- TASK TO COMPLETE:
Your answer must be an exact copy of the records below, with no pictures in it.

───── RECORDS SUPPLIED ─────

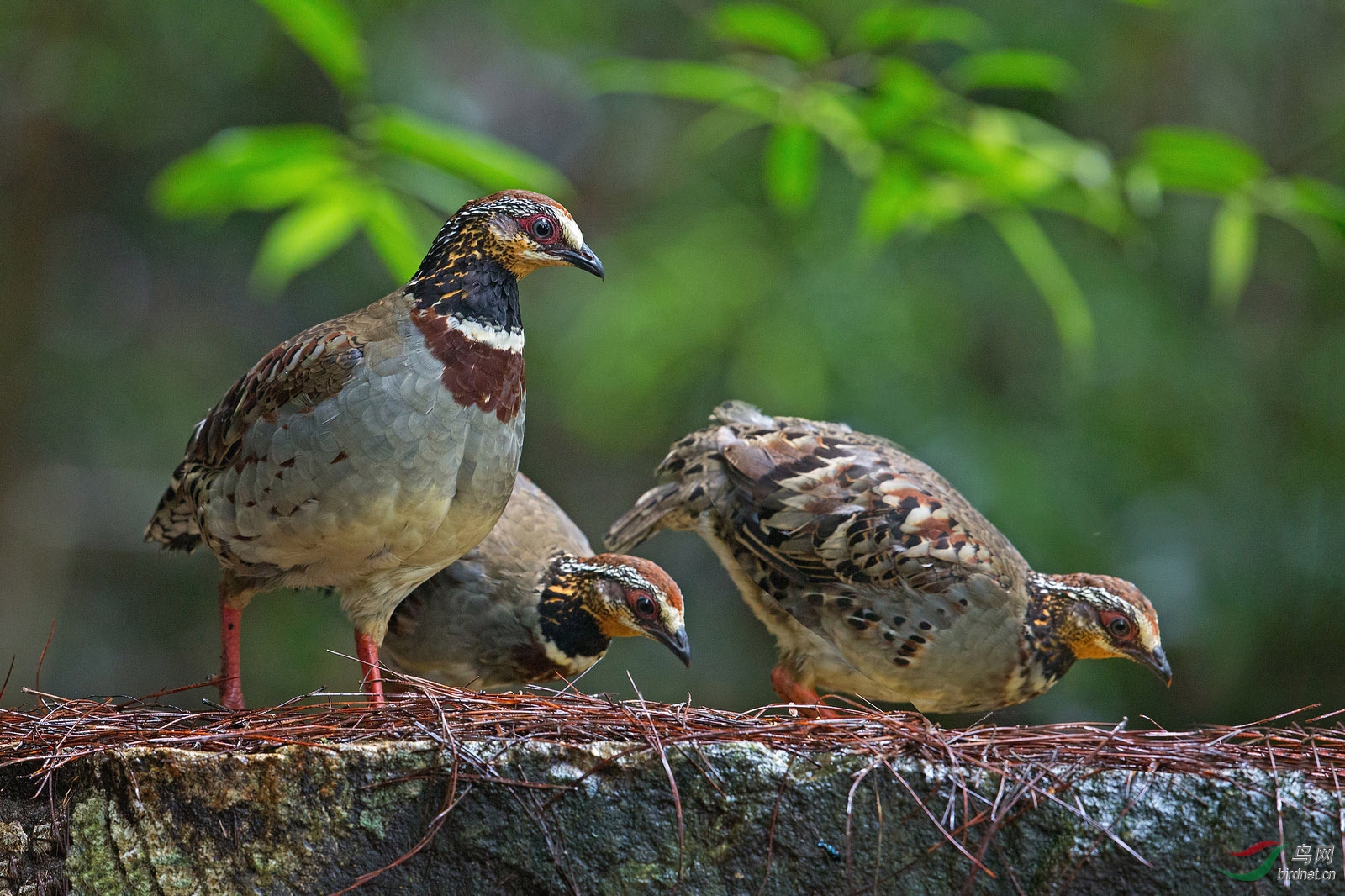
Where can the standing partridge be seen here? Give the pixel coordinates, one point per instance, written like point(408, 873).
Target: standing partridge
point(530, 603)
point(874, 575)
point(369, 452)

─────

- SOLUTION TO THE PROBLEM:
Where can the standing partridge be seen here? Give the pixel coordinates, one point per instance, written like point(408, 873).
Target: standing partridge
point(530, 603)
point(874, 575)
point(369, 452)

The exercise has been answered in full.